- CONSIGNES
1. D'après le texte présenté, à quel festival Kenta Fukasaku est-il venu présenter « X-Cross » en 2008 ?
2. Indiquez si chacune des affirmations suivantes s'accorde avec le texte présenté, en répondant par oui ou non et en citant les mots du texte qui le justifient :
(a) Le DVD français de « X-Cross » est sorti le 6 janvier chez l'éditeur Seven Sept.
(b) Kenta Fukasaku trouvait les méthodes de son père trop rapides.
(c) « X-Cross » est le premier long-métrage en solo de Kenta Fukasaku.

- TEXTE PRÉSENTÉ
Suite à la sortie le 6 janvier du DVD français du film « X-Cross » chez l’éditeur Seven Sept (et de « Tokyo Girl Cop » -aka « Yo-yo Girl Cop »– chez WE Prod le 18 février !), nous vous proposons un entretien-carrière avec le réalisateur japonais…
Fils de l’immense Kinji (des dizaines de yakusa-movies dans les 70’s dont « Combat sans code d’honneur » et « Le Cimetière de la morale », puis le film choc « Battle Royale » en 2000…), Kenta FUKASAKU est venu au Festival International du Film Fantastique de Bruxelles (BIFFF) en 2008 pour y présenter son troisième long-métrage en solo, « X-CROSS ».
Ce fut l’occasion pour nous de rencontrer ce sympathique cinéaste japonais de 35 ans afin de nous entretenir avec lui de sa jeune carrière…
Tout d’abord, pouvez-vous nous parler de vos débuts ? Vous avez commencé en tant qu’assistant-réalisateur en 1996…
Eh bien, depuis l’âge de 5 ans, j’accompagnais mon père sur ses tournages, et depuis lors, je me suis fait petit à petit une idée de ce qu’était un metteur en scène de cinéma…
Mais une fois en âge de travailler, je trouvais ses méthodes vraiment trop lentes !!! C’est ainsi que j’ai intégré une autre équipe, plus jeune et plus rapide…
En 1996, j’ai débuté à la télévision en travaillant sur des séries comme les « Power Rangers »…
Puis j’ai été assistant-réalisateur sur plusieurs métrages, dont des films de yakusas et des films érotiques.

(Quelques données)
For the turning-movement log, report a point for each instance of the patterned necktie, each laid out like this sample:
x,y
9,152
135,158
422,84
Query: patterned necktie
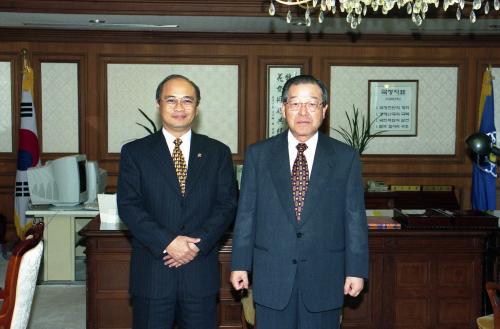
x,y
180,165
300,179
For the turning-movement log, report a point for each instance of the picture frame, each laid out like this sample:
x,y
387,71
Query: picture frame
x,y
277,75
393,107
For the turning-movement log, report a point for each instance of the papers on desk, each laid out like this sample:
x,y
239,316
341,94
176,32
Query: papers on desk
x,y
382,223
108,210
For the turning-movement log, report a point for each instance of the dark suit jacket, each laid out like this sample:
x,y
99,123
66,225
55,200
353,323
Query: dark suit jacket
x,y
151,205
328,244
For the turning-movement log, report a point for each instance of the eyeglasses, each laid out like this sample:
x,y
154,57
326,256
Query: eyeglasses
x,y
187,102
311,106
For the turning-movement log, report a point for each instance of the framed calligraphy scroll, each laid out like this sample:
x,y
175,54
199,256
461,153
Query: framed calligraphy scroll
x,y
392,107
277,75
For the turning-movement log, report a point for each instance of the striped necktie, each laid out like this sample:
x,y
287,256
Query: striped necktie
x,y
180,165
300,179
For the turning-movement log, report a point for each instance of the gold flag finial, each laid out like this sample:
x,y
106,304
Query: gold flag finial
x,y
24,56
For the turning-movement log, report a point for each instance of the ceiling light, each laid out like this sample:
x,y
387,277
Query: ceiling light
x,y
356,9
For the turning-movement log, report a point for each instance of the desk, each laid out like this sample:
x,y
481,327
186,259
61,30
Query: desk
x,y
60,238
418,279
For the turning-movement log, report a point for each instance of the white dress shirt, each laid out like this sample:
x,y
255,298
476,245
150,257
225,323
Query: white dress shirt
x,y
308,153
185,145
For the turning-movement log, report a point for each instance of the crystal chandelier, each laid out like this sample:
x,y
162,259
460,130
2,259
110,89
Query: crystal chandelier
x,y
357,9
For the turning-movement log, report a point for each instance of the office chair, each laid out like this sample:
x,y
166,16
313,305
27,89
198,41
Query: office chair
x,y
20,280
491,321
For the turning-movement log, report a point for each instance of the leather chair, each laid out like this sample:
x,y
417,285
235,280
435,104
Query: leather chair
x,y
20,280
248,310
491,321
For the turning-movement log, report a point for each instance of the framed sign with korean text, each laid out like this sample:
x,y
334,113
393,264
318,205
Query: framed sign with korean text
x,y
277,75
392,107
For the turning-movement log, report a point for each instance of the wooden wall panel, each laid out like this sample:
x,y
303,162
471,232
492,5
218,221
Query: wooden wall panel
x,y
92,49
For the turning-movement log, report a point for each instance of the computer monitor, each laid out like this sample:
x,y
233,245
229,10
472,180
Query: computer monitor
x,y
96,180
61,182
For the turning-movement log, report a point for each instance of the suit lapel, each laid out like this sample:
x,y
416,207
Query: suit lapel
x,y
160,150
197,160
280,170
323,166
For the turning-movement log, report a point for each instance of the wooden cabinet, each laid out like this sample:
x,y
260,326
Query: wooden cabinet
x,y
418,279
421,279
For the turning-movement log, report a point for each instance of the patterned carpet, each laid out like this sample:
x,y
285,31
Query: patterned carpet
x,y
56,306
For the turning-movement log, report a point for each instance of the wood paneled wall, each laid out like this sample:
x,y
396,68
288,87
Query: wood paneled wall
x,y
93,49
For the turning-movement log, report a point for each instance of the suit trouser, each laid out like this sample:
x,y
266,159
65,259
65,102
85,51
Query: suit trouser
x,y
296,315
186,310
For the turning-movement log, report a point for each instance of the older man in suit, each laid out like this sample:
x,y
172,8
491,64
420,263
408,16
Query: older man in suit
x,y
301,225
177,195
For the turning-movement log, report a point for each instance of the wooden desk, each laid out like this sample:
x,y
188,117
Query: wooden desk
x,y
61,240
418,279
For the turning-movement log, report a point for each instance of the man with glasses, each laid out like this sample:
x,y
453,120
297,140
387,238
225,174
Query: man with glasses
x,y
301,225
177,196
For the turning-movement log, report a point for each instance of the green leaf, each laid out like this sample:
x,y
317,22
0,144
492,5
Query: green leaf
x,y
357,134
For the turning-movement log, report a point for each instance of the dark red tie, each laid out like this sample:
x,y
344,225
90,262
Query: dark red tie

- RÉPONSES DANS L'ORDRE
1. Au Festival International du Film Fantastique de Bruxelles (BIFFF).

2.
(a) Oui : « la sortie le 6 janvier du DVD français du film « X-Cross » chez l’éditeur Seven Sept ».
(b) Non : « je trouvais ses méthodes vraiment trop lentes ».
(c) Non : « son troisième long-métrage en solo, « X-CROSS » ».